• [ABOUT THIS TASK]
Whenever a line in the listing contains "billboard", copy that line.

+++ SUPPLIED MATERIAL

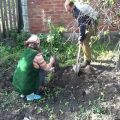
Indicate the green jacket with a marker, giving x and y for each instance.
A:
(26, 77)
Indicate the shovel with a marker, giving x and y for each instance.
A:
(76, 67)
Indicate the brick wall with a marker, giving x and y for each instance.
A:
(50, 8)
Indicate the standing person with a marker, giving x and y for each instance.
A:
(31, 70)
(86, 17)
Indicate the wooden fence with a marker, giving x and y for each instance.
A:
(9, 15)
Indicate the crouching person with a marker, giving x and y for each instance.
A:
(31, 70)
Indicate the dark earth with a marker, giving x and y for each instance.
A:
(94, 96)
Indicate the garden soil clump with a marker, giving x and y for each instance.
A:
(66, 97)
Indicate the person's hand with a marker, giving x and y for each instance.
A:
(52, 60)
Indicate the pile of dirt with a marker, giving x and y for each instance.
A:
(68, 97)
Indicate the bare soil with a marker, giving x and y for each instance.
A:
(93, 96)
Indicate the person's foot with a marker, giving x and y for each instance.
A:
(33, 96)
(87, 62)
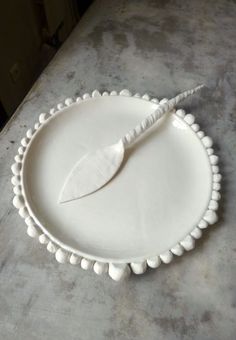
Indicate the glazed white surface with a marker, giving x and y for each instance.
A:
(157, 199)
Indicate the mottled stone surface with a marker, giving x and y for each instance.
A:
(160, 47)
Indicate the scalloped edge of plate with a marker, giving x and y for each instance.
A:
(117, 271)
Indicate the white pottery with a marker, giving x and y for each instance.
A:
(155, 208)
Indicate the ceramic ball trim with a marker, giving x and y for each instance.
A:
(117, 271)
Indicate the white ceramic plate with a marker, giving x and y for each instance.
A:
(157, 205)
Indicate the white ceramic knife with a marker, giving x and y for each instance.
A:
(97, 168)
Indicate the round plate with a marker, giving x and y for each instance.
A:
(161, 195)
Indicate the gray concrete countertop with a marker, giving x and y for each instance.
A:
(159, 47)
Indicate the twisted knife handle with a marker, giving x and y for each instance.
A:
(148, 122)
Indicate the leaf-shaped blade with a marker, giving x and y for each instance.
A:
(92, 172)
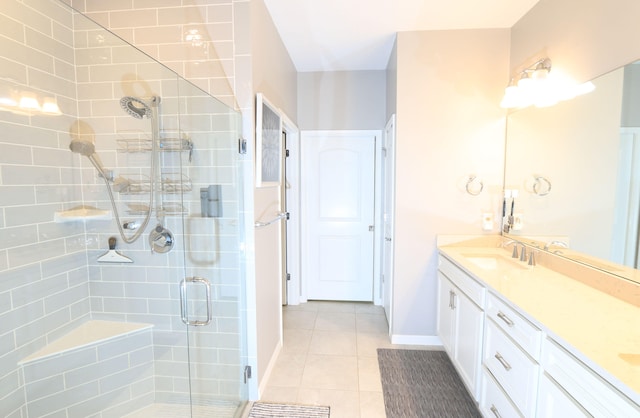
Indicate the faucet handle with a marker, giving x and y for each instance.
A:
(523, 253)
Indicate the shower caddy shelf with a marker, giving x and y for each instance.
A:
(170, 183)
(179, 143)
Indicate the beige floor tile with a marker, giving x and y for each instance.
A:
(345, 307)
(299, 319)
(343, 404)
(369, 374)
(372, 405)
(288, 370)
(296, 340)
(308, 306)
(330, 372)
(369, 308)
(368, 344)
(333, 342)
(336, 321)
(371, 324)
(280, 394)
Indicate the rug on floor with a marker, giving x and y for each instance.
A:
(277, 410)
(424, 384)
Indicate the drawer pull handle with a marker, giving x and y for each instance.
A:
(505, 318)
(502, 361)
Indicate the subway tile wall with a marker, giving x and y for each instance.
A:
(194, 38)
(49, 277)
(44, 288)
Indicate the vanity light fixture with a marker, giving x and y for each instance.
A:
(535, 85)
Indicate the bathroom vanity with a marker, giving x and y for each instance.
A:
(538, 341)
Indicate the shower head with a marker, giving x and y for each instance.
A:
(83, 146)
(138, 108)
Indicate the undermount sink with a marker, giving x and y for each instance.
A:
(493, 262)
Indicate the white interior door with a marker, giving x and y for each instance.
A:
(388, 202)
(338, 175)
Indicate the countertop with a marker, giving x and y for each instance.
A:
(599, 329)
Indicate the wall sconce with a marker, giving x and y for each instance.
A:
(536, 85)
(27, 102)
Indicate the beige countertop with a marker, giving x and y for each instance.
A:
(601, 330)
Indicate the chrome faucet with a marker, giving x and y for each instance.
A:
(556, 243)
(515, 243)
(523, 253)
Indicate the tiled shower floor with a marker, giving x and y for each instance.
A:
(222, 410)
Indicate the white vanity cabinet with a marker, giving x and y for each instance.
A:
(572, 386)
(519, 362)
(461, 321)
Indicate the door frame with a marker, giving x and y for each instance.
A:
(388, 166)
(291, 184)
(298, 282)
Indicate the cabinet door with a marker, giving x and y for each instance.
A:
(555, 403)
(445, 313)
(468, 338)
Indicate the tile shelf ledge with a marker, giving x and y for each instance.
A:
(81, 213)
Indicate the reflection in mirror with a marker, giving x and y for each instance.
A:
(576, 169)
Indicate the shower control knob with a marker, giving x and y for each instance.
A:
(133, 225)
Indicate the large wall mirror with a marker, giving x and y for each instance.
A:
(576, 169)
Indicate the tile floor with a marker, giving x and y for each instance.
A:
(329, 358)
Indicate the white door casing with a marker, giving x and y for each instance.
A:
(388, 206)
(338, 178)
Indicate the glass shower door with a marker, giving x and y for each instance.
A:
(212, 290)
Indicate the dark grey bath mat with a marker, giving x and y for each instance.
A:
(422, 384)
(276, 410)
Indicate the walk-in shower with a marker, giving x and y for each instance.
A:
(162, 335)
(160, 239)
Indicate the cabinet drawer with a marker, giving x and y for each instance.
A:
(592, 392)
(514, 370)
(493, 402)
(553, 402)
(523, 332)
(473, 289)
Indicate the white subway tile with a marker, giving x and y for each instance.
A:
(46, 44)
(180, 15)
(110, 72)
(11, 28)
(28, 215)
(22, 13)
(45, 387)
(61, 400)
(133, 18)
(35, 252)
(93, 56)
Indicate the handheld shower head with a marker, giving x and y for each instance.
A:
(82, 146)
(137, 107)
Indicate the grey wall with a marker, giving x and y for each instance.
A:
(449, 125)
(631, 97)
(274, 75)
(341, 100)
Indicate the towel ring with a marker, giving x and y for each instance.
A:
(474, 185)
(541, 186)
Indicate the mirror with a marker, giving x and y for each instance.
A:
(575, 167)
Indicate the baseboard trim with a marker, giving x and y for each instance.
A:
(431, 340)
(262, 385)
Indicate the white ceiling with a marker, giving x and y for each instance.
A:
(348, 35)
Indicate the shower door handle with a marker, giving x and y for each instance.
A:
(183, 300)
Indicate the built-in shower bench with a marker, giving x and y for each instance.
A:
(98, 366)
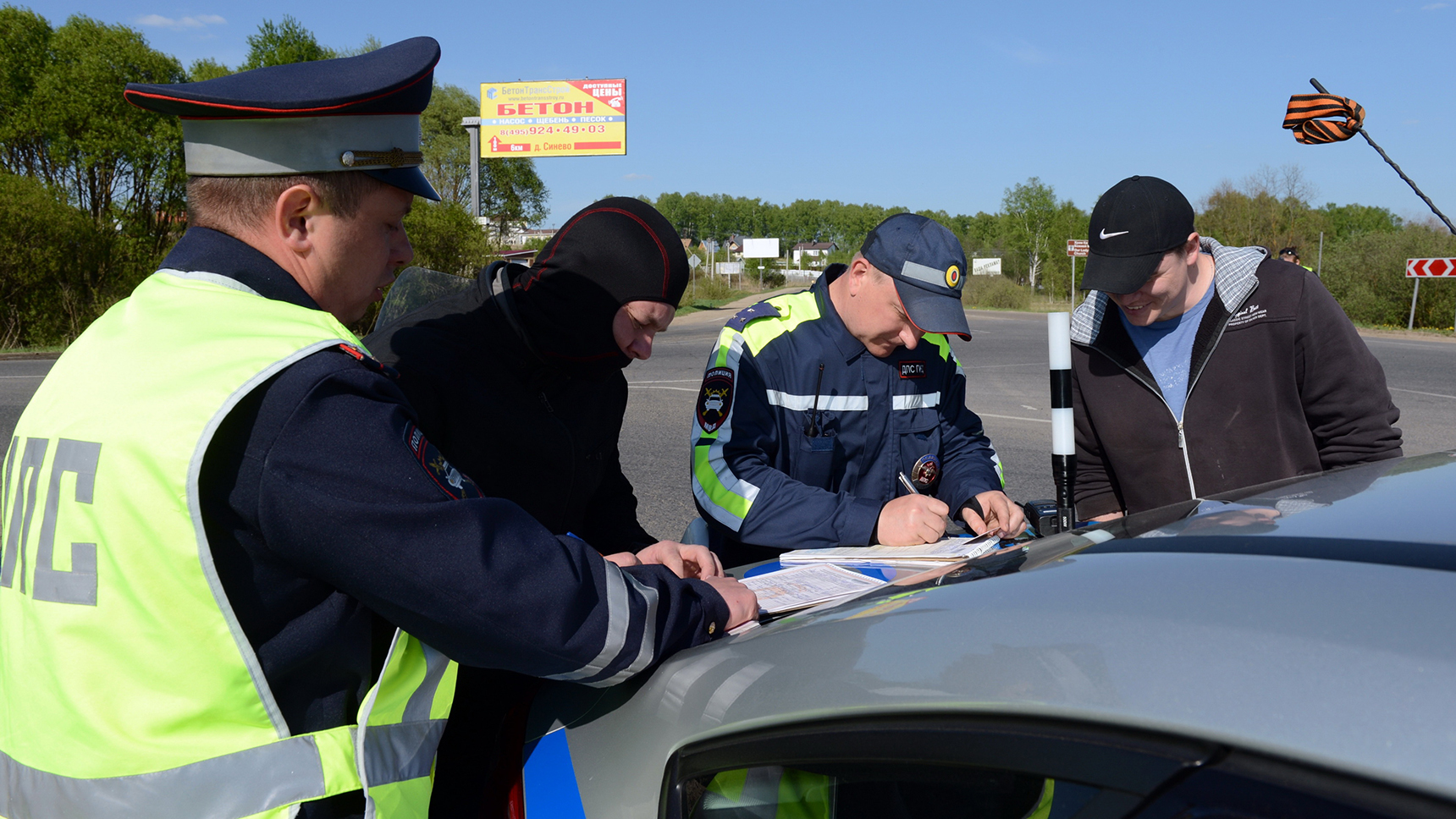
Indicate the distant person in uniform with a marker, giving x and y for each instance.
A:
(246, 578)
(1292, 256)
(1199, 368)
(816, 404)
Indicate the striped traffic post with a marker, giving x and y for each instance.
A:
(1063, 445)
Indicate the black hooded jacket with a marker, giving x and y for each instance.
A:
(519, 380)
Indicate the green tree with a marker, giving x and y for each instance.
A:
(446, 238)
(119, 163)
(1366, 275)
(1268, 208)
(25, 57)
(1031, 208)
(48, 249)
(1346, 222)
(280, 44)
(511, 194)
(446, 143)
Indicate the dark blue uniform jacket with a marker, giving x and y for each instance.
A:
(800, 431)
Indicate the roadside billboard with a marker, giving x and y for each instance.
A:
(984, 267)
(760, 248)
(554, 118)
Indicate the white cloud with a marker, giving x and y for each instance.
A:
(181, 24)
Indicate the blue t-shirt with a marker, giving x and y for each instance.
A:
(1166, 349)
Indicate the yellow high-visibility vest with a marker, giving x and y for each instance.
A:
(127, 685)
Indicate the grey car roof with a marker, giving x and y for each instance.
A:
(1347, 663)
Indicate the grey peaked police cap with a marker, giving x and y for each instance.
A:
(348, 113)
(929, 269)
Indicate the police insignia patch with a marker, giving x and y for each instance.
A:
(715, 399)
(925, 471)
(449, 479)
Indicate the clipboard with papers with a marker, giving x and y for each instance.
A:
(938, 553)
(816, 578)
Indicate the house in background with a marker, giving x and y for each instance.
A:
(816, 254)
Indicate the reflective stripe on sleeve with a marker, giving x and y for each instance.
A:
(829, 404)
(618, 617)
(647, 652)
(916, 400)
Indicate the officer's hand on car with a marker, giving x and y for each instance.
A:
(999, 514)
(686, 560)
(912, 519)
(743, 604)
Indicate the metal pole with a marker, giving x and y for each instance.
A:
(472, 124)
(1417, 291)
(1063, 440)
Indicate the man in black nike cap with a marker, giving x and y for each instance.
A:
(1199, 368)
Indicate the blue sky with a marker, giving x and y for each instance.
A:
(920, 103)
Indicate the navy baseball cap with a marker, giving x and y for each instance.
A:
(928, 265)
(347, 113)
(1133, 226)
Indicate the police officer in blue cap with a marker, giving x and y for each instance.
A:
(252, 575)
(836, 416)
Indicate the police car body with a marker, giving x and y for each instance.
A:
(1284, 651)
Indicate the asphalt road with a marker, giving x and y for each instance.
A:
(1007, 384)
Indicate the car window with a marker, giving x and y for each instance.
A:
(881, 790)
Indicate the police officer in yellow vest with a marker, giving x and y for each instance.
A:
(216, 499)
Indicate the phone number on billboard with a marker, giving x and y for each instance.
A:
(554, 129)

++++++

• [RESULT OF THIS EXERCISE]
Indicate the roadside billboard with a marker, giving x and y for each instance.
Indicate the phone number on billboard with a marker, giving x and y for each instance.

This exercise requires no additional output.